- [Document]
Adecorated World War II fighter pilot, Charles E. ("Chuck") Yeager returned from service in Europe to become one of the leading test pilots of the jet age. He pioneered the testing of high-performance jet- and rocket-powered aircraft, setting numerous speed and distance records in the process. He is best known for becoming, in 1947, the first pilot to fly faster than sound.

Born in Myra, West Virginia, on February 13, 1923, Yeager enlisted in the United States Army Air Corps after graduating from high school in 1941. Originally trained as a mechanic, he began pilot training in 1942 as part of the "Flying Sergeants" program. Posted to England in November 1943, he flew a total of 64 combat missions in P-51 Mustang fighters and shot down 13 enemy aircraft—five of them in a single day.

- [What you need to do]
A - List every year that the Chuck Yeager profile mentions, in the order they appear.
B - In the Chuck Yeager profile, substitute "led" for "pioneered" and write out the passage from "Adecorated World War" up to and including "faster than sound.".

- [Extracted material]
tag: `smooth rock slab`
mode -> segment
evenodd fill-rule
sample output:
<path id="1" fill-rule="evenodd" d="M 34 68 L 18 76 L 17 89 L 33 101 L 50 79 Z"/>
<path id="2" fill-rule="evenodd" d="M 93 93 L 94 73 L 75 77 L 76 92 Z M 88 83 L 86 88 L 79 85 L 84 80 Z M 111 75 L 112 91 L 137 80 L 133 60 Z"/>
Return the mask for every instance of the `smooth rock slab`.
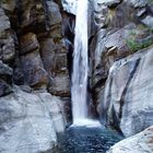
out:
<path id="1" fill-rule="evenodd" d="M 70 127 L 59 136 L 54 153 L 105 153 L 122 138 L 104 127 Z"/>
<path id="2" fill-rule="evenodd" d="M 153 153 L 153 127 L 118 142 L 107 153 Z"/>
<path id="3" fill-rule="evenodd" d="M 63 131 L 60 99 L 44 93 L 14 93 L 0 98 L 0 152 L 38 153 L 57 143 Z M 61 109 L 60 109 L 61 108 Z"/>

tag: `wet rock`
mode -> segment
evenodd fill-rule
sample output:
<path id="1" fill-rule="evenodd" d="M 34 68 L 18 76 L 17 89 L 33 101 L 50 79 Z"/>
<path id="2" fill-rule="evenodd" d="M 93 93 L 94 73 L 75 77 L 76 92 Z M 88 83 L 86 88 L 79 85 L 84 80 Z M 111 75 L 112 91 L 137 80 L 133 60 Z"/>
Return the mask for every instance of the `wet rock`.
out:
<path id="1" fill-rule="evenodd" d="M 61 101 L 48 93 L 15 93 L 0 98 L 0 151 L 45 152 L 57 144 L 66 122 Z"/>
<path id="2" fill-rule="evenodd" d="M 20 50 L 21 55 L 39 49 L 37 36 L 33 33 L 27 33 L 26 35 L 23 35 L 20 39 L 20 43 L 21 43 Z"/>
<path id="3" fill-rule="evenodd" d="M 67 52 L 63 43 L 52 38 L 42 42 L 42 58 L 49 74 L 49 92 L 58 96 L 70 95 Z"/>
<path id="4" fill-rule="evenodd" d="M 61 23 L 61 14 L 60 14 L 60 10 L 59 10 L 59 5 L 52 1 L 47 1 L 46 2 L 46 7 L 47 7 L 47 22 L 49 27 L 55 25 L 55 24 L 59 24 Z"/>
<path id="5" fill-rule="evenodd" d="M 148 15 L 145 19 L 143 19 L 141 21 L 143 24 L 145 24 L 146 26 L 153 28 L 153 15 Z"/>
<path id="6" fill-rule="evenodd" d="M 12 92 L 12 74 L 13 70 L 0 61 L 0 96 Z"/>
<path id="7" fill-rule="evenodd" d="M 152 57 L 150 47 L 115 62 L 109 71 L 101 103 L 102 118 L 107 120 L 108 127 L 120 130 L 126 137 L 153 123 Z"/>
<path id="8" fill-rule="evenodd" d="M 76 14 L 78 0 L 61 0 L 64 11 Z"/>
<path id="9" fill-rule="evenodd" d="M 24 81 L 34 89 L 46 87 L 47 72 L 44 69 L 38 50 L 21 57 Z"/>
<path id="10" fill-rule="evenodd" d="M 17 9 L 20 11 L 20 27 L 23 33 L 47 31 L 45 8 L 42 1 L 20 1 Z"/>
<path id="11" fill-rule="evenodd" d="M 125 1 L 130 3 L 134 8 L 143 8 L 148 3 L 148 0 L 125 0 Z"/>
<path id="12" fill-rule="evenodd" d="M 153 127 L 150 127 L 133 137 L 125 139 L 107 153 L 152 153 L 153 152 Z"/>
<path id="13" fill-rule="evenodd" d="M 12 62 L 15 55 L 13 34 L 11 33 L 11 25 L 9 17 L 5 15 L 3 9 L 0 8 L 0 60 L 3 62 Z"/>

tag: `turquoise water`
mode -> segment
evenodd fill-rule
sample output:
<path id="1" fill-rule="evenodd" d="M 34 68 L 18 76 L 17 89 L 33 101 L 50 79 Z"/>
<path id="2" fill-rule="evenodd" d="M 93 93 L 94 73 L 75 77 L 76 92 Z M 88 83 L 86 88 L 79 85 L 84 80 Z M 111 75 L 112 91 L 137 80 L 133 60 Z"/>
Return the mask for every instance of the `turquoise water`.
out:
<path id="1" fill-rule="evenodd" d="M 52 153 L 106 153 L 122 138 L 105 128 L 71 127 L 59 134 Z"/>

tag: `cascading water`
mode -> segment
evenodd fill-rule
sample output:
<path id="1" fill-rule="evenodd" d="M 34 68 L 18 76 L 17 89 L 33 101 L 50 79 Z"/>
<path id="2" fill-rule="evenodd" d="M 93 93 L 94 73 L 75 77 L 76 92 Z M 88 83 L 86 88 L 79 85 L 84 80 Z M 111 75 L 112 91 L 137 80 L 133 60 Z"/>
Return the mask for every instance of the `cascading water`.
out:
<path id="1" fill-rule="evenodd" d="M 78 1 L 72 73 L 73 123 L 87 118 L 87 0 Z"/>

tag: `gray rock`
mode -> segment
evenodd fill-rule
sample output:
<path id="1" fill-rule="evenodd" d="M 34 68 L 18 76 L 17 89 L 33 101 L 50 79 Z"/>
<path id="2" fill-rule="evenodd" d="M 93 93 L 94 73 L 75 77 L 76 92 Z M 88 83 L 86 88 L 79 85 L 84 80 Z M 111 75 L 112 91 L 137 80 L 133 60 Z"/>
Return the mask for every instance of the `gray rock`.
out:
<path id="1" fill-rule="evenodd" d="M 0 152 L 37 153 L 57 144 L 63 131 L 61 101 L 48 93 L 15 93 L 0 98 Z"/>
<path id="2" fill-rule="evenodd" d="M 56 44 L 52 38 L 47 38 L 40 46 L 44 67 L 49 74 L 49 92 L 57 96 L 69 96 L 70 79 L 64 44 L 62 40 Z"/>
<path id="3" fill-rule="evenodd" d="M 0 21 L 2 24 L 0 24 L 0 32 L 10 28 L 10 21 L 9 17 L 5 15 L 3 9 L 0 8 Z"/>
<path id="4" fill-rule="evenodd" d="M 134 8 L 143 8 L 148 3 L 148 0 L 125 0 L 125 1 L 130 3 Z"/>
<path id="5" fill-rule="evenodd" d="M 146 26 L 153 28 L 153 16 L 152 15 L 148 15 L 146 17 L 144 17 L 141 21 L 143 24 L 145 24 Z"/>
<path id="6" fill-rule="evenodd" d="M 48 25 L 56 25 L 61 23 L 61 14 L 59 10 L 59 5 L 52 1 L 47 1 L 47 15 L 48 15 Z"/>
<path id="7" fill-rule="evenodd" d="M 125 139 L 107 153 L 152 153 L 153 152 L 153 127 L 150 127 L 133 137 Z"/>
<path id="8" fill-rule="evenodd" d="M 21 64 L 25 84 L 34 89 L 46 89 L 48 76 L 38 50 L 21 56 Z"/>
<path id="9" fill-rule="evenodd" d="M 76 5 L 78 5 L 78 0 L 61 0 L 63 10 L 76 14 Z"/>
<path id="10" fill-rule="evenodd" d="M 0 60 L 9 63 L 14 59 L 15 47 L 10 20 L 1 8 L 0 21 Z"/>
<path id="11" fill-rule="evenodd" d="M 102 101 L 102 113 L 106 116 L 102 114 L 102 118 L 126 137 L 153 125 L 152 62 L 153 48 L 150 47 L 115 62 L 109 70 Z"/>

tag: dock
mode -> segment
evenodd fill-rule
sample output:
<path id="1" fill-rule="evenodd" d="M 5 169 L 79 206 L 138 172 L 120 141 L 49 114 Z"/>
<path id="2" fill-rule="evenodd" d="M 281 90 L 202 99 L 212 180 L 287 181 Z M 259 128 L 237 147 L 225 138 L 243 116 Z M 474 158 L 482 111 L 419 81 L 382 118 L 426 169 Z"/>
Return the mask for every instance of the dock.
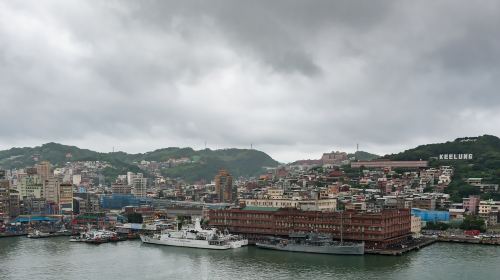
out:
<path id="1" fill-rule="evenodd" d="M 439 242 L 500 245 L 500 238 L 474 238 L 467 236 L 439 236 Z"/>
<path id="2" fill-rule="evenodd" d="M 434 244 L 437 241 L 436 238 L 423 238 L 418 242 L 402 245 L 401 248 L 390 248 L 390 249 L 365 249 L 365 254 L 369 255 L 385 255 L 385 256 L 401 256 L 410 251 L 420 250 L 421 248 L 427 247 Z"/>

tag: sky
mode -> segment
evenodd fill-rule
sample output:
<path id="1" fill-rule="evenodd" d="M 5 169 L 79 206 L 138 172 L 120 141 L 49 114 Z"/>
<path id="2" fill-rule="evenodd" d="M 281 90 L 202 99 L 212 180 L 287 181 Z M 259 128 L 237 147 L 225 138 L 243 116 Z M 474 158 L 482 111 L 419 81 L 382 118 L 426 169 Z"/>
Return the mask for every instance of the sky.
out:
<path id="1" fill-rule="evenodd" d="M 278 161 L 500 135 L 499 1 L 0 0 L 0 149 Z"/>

- [Exercise solutions]
A - 1947, 1923, 1941, 1942, 1943

B -
Adecorated World War II fighter pilot, Charles E. ("Chuck") Yeager returned from service in Europe to become one of the leading test pilots of the jet age. He led the testing of high-performance jet- and rocket-powered aircraft, setting numerous speed and distance records in the process. He is best known for becoming, in 1947, the first pilot to fly faster than sound.